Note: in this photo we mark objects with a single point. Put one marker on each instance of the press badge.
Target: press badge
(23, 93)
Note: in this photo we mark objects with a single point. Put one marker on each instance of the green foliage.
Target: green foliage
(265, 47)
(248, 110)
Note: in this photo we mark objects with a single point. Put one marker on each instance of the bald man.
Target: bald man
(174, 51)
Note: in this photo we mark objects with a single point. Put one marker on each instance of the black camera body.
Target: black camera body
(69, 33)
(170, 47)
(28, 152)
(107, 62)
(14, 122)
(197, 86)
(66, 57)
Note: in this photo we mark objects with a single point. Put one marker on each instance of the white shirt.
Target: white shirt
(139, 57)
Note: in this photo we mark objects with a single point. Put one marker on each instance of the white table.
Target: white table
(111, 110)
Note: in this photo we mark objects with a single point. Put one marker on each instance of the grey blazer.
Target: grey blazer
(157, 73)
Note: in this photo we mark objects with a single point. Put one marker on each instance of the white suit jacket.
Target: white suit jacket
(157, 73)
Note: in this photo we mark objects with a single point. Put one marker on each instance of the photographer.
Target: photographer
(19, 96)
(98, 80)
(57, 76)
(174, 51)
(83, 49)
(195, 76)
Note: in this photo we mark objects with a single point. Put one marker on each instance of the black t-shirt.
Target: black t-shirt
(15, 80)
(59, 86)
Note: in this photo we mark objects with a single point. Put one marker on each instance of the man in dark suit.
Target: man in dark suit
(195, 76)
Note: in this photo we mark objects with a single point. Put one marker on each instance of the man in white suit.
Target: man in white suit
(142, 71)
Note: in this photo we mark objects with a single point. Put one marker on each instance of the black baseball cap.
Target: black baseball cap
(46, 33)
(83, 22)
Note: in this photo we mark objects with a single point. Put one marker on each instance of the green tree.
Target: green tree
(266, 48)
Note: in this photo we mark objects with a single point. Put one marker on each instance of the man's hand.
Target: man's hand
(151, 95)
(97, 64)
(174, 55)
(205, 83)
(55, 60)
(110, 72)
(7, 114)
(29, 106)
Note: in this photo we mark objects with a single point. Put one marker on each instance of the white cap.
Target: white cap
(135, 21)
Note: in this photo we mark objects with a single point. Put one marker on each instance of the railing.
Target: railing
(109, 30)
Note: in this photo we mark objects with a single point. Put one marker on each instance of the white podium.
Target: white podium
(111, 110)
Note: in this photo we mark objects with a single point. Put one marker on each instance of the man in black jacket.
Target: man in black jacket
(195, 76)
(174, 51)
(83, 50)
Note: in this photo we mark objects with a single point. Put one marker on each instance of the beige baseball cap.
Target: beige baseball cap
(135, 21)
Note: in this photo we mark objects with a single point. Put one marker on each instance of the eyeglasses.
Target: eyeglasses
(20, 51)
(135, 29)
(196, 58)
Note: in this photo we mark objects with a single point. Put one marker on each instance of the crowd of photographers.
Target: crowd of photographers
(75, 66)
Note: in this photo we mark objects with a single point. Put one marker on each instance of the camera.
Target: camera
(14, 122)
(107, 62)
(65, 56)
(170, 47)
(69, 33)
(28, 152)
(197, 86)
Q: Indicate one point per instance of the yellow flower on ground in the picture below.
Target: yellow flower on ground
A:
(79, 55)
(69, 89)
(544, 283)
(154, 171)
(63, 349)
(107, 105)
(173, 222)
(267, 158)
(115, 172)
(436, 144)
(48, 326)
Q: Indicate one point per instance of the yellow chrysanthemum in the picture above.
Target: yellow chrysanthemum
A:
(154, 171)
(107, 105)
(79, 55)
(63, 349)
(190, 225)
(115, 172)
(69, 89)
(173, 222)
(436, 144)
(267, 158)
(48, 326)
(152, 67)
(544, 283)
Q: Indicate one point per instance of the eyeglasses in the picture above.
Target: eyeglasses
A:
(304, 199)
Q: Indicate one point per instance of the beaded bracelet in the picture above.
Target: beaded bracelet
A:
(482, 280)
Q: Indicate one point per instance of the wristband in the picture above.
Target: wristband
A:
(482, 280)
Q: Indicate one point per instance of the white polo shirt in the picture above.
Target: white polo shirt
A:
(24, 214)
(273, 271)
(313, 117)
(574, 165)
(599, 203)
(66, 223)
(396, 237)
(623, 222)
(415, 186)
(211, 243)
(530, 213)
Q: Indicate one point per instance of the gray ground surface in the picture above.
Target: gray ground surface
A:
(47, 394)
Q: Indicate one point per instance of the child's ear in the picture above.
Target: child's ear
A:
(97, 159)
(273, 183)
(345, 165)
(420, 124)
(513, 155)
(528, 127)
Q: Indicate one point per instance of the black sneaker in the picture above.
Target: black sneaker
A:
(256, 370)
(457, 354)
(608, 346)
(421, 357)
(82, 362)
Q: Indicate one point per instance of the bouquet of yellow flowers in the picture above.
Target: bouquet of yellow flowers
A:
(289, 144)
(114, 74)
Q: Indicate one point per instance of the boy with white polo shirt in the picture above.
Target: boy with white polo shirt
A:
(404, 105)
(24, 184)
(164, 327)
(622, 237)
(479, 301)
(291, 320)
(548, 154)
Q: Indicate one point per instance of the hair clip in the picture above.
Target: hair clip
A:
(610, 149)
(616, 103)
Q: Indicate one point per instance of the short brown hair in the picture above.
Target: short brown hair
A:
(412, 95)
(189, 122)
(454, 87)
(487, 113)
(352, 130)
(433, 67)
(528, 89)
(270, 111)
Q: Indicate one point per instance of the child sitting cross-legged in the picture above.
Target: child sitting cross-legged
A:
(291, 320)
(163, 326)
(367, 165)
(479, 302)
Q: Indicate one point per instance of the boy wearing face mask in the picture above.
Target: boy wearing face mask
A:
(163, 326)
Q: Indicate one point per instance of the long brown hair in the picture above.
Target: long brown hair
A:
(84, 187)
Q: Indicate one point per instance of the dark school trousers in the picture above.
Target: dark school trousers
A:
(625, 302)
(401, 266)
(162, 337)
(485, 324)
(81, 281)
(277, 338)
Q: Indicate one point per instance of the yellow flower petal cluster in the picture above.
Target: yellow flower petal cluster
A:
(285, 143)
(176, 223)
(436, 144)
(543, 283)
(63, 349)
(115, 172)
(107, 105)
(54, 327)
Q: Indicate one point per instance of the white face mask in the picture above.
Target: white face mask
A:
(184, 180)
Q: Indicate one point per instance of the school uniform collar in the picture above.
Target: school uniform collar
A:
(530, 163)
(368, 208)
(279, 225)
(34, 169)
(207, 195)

-------------------------

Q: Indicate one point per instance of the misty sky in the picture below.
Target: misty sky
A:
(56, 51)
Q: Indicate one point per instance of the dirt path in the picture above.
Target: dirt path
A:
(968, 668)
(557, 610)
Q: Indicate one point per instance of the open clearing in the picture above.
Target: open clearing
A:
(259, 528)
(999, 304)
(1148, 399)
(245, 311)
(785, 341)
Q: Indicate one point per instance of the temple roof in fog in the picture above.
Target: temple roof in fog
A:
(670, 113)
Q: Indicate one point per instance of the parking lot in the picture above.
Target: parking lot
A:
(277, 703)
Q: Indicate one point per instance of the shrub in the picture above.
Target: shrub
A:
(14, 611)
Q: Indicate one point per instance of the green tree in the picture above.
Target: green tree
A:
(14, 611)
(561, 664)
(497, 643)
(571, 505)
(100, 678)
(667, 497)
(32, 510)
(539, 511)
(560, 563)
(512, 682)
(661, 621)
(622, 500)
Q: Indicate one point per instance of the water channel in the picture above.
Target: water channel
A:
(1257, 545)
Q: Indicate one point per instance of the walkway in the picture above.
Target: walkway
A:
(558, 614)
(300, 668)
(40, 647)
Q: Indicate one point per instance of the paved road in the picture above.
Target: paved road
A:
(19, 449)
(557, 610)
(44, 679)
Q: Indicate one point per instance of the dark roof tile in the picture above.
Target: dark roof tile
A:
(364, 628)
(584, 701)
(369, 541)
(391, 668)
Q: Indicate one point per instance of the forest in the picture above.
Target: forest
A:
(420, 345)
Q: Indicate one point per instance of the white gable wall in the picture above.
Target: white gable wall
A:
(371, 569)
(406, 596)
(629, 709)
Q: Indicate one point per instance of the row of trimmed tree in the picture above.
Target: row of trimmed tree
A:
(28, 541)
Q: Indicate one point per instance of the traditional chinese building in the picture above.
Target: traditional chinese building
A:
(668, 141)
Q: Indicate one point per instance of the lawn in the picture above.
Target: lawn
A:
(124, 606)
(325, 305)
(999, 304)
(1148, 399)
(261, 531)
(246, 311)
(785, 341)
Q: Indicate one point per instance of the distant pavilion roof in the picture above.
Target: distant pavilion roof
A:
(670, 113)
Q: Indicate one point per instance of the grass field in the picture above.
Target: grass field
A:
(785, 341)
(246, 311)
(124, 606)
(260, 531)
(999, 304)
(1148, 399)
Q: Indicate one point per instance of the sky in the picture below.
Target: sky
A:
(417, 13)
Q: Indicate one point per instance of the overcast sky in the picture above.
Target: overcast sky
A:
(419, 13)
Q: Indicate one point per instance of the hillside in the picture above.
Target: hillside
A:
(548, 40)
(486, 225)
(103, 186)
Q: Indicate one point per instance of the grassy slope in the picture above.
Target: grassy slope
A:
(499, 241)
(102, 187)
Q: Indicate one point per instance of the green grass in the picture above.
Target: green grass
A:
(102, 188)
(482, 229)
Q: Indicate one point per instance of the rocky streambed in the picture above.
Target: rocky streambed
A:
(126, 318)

-------------------------

TASK DETAILS: Give back precisely the lines above that start at the line containing "the press badge." and end at the line containing "black baseball cap.", inclusive. No other lines belong in the output.

ANSWER TO THE PROBLEM:
Note: in this photo we mark objects with a single point. Put one marker on each instance of the press badge.
Target: press badge
(23, 93)
Note: in this photo we mark objects with a single point. Put one marker on each instance of the green foliage.
Target: green foliage
(265, 47)
(248, 110)
Note: in this photo we mark objects with a single point. Put one marker on each instance of the bald man.
Target: bald man
(174, 51)
Note: in this photo we mark objects with a single point. Put one marker on each instance of the black camera body.
Target: black camera body
(69, 33)
(170, 47)
(28, 152)
(107, 62)
(14, 122)
(197, 86)
(66, 57)
Note: in this photo we mark objects with a single point. Put one marker on each instance of the white shirt.
Target: white shirt
(139, 57)
Note: in this photo we mark objects with a single point. Put one marker on each instance of the white table.
Target: white table
(111, 110)
Note: in this photo we mark objects with a single point. Put one marker on each instance of the grey blazer.
Target: grey blazer
(157, 73)
Note: in this photo we mark objects with a single point. Put one marker on each instance of the white suit jacket.
Target: white suit jacket
(157, 73)
Note: in this photo we mark objects with a single point. Put one marker on each instance of the photographer.
Target: photographer
(19, 96)
(98, 80)
(57, 76)
(174, 51)
(83, 49)
(195, 76)
Note: in this photo we mark objects with a single point. Put one marker on each instance of the black t-shirt.
Target: black t-shirt
(15, 80)
(59, 86)
Note: in this photo we mark objects with a single point. Put one marker on each instance of the man in dark suit.
Target: man in dark suit
(195, 76)
Note: in this photo we mark objects with a single point. Put one marker on each instance of the man in white suit.
Target: man in white suit
(142, 71)
Note: in this photo we mark objects with a single point. Put one marker on each instance of the black baseball cap.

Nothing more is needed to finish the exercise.